Problem to solve: Rewrite the records from the start through the line containing "output: one JSON", changing "outline" to "boundary" and leaving everything else as it is. Omit the pictures.

_ _ _ _ _

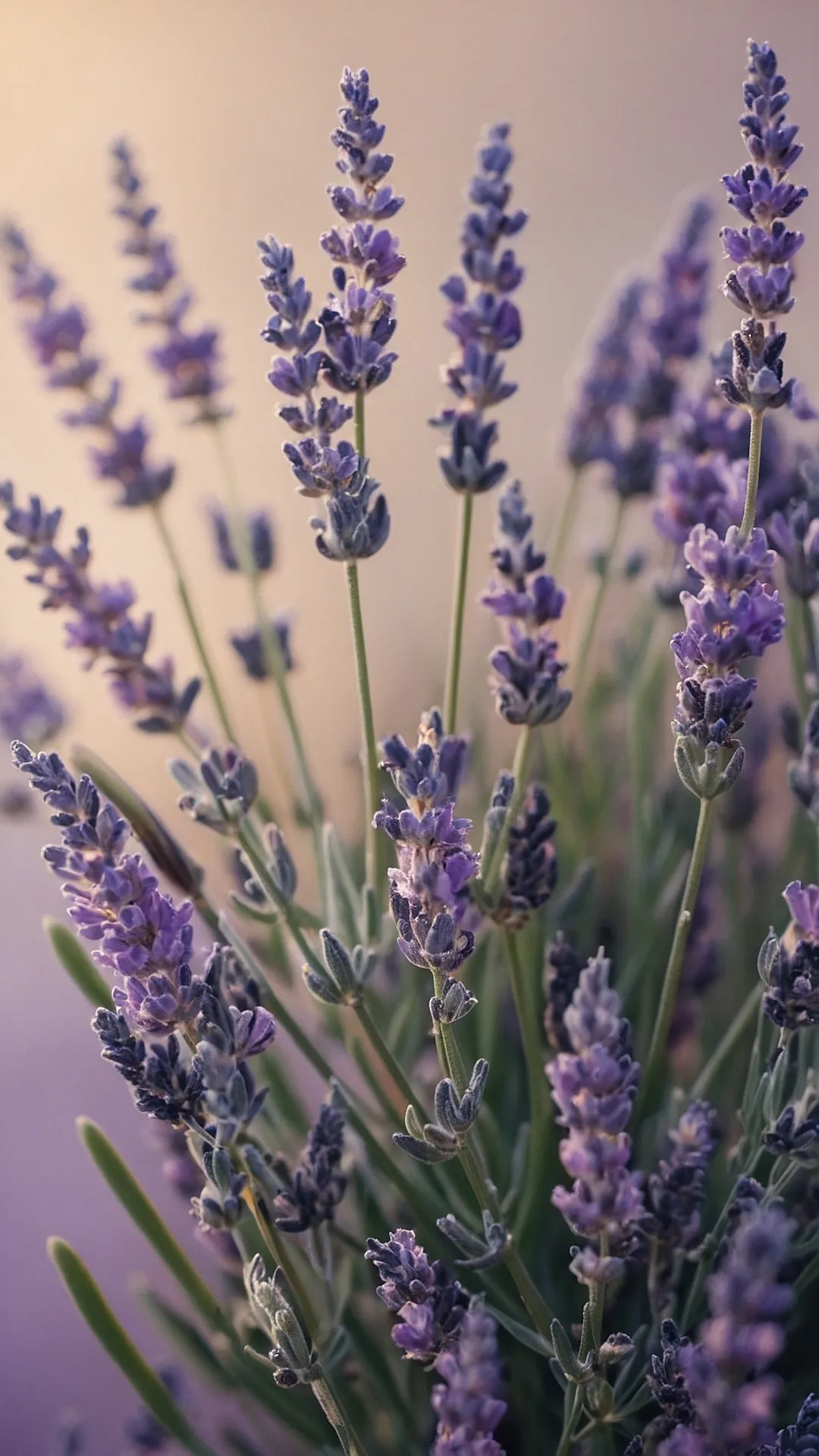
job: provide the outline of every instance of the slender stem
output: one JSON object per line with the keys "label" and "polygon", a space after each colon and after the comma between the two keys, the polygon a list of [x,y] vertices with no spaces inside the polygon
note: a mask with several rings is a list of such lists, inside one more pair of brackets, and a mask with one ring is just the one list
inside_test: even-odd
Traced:
{"label": "slender stem", "polygon": [[443,699],[443,721],[446,732],[458,729],[458,689],[461,684],[461,651],[463,646],[463,609],[466,604],[466,581],[469,577],[469,539],[472,536],[472,492],[461,494],[461,531],[455,571],[455,597],[452,601],[452,625],[449,629],[449,657],[446,667],[446,689]]}
{"label": "slender stem", "polygon": [[705,1092],[711,1086],[711,1082],[714,1080],[717,1072],[720,1070],[726,1059],[730,1057],[737,1042],[742,1041],[742,1037],[745,1035],[748,1028],[753,1024],[753,1018],[756,1016],[756,1012],[759,1009],[761,996],[762,996],[762,986],[755,986],[753,990],[748,993],[734,1019],[727,1028],[723,1040],[718,1042],[717,1047],[714,1047],[714,1051],[708,1057],[708,1061],[705,1063],[702,1072],[697,1077],[697,1082],[691,1088],[691,1096],[694,1101],[705,1096]]}
{"label": "slender stem", "polygon": [[376,903],[382,907],[385,891],[383,849],[382,837],[373,824],[379,804],[379,759],[376,750],[373,697],[370,693],[370,673],[367,668],[367,646],[364,642],[364,622],[361,617],[361,597],[358,593],[358,563],[356,561],[347,562],[347,590],[350,594],[350,619],[353,622],[358,697],[361,702],[361,729],[364,735],[366,874],[367,884],[373,887]]}
{"label": "slender stem", "polygon": [[[444,983],[443,973],[433,971],[433,984],[436,996],[442,994],[443,983]],[[458,1050],[458,1042],[455,1040],[455,1029],[452,1026],[452,1022],[436,1021],[434,1029],[436,1029],[436,1045],[439,1050],[442,1072],[444,1076],[452,1076],[452,1080],[455,1082],[455,1089],[458,1095],[462,1096],[466,1086],[466,1077],[463,1073],[463,1063],[461,1060],[461,1053]],[[469,1184],[472,1187],[472,1192],[475,1194],[478,1208],[481,1210],[481,1213],[484,1211],[484,1208],[488,1208],[493,1219],[497,1223],[503,1223],[503,1211],[498,1203],[497,1191],[493,1182],[487,1178],[487,1174],[481,1168],[475,1150],[469,1146],[468,1142],[463,1143],[459,1158],[463,1165],[463,1171],[469,1179]],[[551,1348],[551,1324],[554,1318],[552,1312],[546,1305],[544,1296],[541,1294],[539,1289],[536,1287],[526,1265],[523,1264],[523,1259],[520,1258],[520,1254],[517,1252],[517,1248],[514,1246],[512,1236],[509,1239],[503,1261],[509,1268],[512,1278],[514,1280],[517,1293],[520,1294],[522,1303],[526,1307],[535,1329],[538,1331],[539,1335],[542,1335],[542,1338],[549,1344]]]}
{"label": "slender stem", "polygon": [[176,553],[176,546],[173,545],[173,537],[172,537],[172,534],[171,534],[171,531],[168,529],[168,521],[165,520],[163,502],[162,501],[154,501],[152,504],[152,511],[153,511],[153,518],[156,521],[156,529],[159,531],[159,537],[160,537],[162,545],[165,547],[165,552],[168,555],[168,561],[171,562],[171,569],[173,571],[173,577],[176,578],[176,591],[178,591],[178,596],[179,596],[179,601],[182,603],[182,612],[185,613],[185,620],[188,623],[191,636],[194,639],[194,646],[197,649],[197,657],[200,660],[201,670],[203,670],[203,673],[205,676],[207,686],[210,689],[210,696],[213,697],[213,705],[216,708],[219,721],[222,724],[222,728],[223,728],[223,731],[224,731],[229,743],[239,743],[239,737],[238,737],[236,731],[233,729],[233,727],[230,724],[230,716],[227,713],[224,697],[222,696],[222,689],[219,686],[219,680],[216,677],[216,671],[214,671],[213,664],[210,661],[208,651],[207,651],[207,646],[205,646],[205,642],[204,642],[204,636],[201,633],[201,629],[200,629],[200,625],[198,625],[198,620],[197,620],[197,614],[194,612],[194,603],[192,603],[192,598],[191,598],[191,593],[188,590],[188,582],[185,579],[185,572],[182,569],[182,562],[179,561],[179,556]]}
{"label": "slender stem", "polygon": [[523,1238],[535,1213],[541,1211],[542,1172],[546,1162],[549,1140],[552,1099],[544,1073],[544,1050],[538,1035],[538,1013],[533,1005],[532,987],[520,962],[519,939],[512,932],[504,933],[506,955],[509,960],[509,978],[523,1053],[526,1057],[526,1077],[529,1082],[529,1153],[526,1166],[526,1184],[516,1219],[516,1235]]}
{"label": "slender stem", "polygon": [[512,764],[514,788],[512,791],[512,799],[509,801],[509,811],[506,815],[506,821],[498,836],[495,852],[490,863],[481,866],[481,879],[484,882],[484,890],[487,895],[490,895],[490,898],[493,897],[497,882],[500,879],[509,844],[509,836],[512,833],[512,826],[514,824],[517,811],[523,802],[523,795],[526,792],[526,760],[529,757],[530,743],[532,743],[532,729],[525,727],[520,729],[517,735],[517,744],[514,745],[514,761]]}
{"label": "slender stem", "polygon": [[682,891],[682,904],[679,907],[679,914],[676,917],[672,948],[666,965],[666,976],[663,980],[663,990],[660,993],[660,1005],[657,1008],[657,1016],[654,1021],[654,1032],[651,1037],[651,1044],[648,1047],[648,1057],[646,1060],[646,1075],[643,1077],[643,1086],[637,1098],[637,1107],[634,1112],[635,1121],[640,1115],[640,1111],[643,1111],[646,1105],[648,1107],[651,1105],[651,1099],[654,1095],[654,1085],[662,1072],[662,1061],[666,1054],[666,1042],[676,1003],[676,993],[679,989],[679,977],[682,971],[682,962],[685,958],[685,948],[688,945],[688,935],[691,930],[691,917],[694,914],[694,906],[697,904],[697,895],[700,891],[702,869],[705,868],[705,855],[708,852],[708,839],[711,834],[713,817],[714,817],[714,799],[700,799],[700,817],[697,820],[697,834],[694,839],[694,849],[691,852],[691,862],[688,865],[685,890]]}
{"label": "slender stem", "polygon": [[619,536],[622,531],[622,523],[625,520],[625,496],[619,495],[616,502],[616,513],[612,524],[612,533],[609,536],[609,545],[606,547],[605,561],[602,563],[602,571],[597,578],[597,588],[592,600],[592,610],[586,619],[586,626],[583,628],[583,636],[580,638],[580,646],[577,649],[577,697],[583,695],[589,678],[589,670],[592,665],[592,652],[595,646],[595,635],[597,630],[597,622],[600,620],[600,612],[603,609],[603,601],[609,590],[609,582],[612,579],[612,562],[618,547]]}
{"label": "slender stem", "polygon": [[762,411],[751,411],[751,444],[748,447],[748,485],[745,488],[745,511],[739,527],[740,540],[748,540],[756,515],[756,491],[759,489],[759,459],[762,454]]}
{"label": "slender stem", "polygon": [[[309,817],[310,817],[310,826],[312,826],[312,831],[313,831],[313,850],[315,850],[315,856],[316,856],[316,869],[318,869],[319,881],[322,882],[322,890],[324,890],[324,855],[322,855],[322,843],[321,843],[321,833],[322,833],[322,823],[324,823],[324,805],[322,805],[321,794],[319,794],[319,791],[316,788],[316,782],[315,782],[313,775],[310,772],[310,764],[307,761],[307,754],[306,754],[306,750],[305,750],[305,740],[302,737],[302,728],[299,725],[296,709],[293,706],[293,699],[290,696],[290,687],[287,684],[287,668],[284,665],[284,658],[281,655],[281,648],[278,645],[278,638],[277,638],[275,630],[274,630],[274,628],[273,628],[273,625],[270,622],[270,614],[265,610],[262,590],[261,590],[261,577],[259,577],[259,572],[256,569],[256,563],[254,561],[254,553],[251,550],[251,543],[248,540],[248,534],[246,534],[246,530],[245,530],[245,520],[243,520],[243,515],[242,515],[242,498],[240,498],[240,492],[239,492],[239,483],[236,480],[236,472],[233,469],[233,462],[232,462],[230,454],[227,451],[227,441],[226,441],[226,437],[224,437],[224,427],[223,427],[223,424],[220,421],[214,422],[213,438],[214,438],[216,453],[217,453],[220,469],[222,469],[222,476],[223,476],[223,480],[224,480],[227,496],[230,499],[230,507],[236,513],[236,515],[239,517],[238,526],[236,526],[236,549],[238,549],[238,555],[239,555],[239,562],[240,562],[240,566],[242,566],[242,572],[243,572],[243,575],[248,579],[248,591],[249,591],[249,596],[251,596],[251,604],[252,604],[252,609],[254,609],[254,616],[256,619],[256,628],[258,628],[259,639],[261,639],[261,644],[262,644],[262,652],[264,652],[265,665],[267,665],[267,670],[268,670],[270,676],[273,677],[273,683],[274,683],[275,692],[278,695],[278,702],[280,702],[281,713],[284,716],[284,722],[287,724],[287,731],[290,734],[290,743],[293,745],[293,754],[294,754],[294,759],[296,759],[296,766],[299,769],[299,778],[302,780],[302,788],[305,791],[305,798],[307,801],[307,812],[309,812]],[[277,744],[275,744],[275,741],[273,744],[273,750],[274,750],[274,757],[277,757]],[[322,903],[324,903],[324,895],[322,895]]]}
{"label": "slender stem", "polygon": [[565,494],[563,498],[563,507],[560,511],[555,543],[549,550],[549,569],[555,572],[563,561],[563,553],[568,545],[568,537],[577,520],[577,507],[580,505],[580,478],[583,475],[583,466],[574,466]]}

_ _ _ _ _

Result for this exercise:
job: provide the boundary of every instance of the slender stem
output: one JSON object per line with the keys "label" and "polygon", a space after each colon and after the comma between the two keys, the polygon a list of [x,y] vertices with no spaces inside the polygon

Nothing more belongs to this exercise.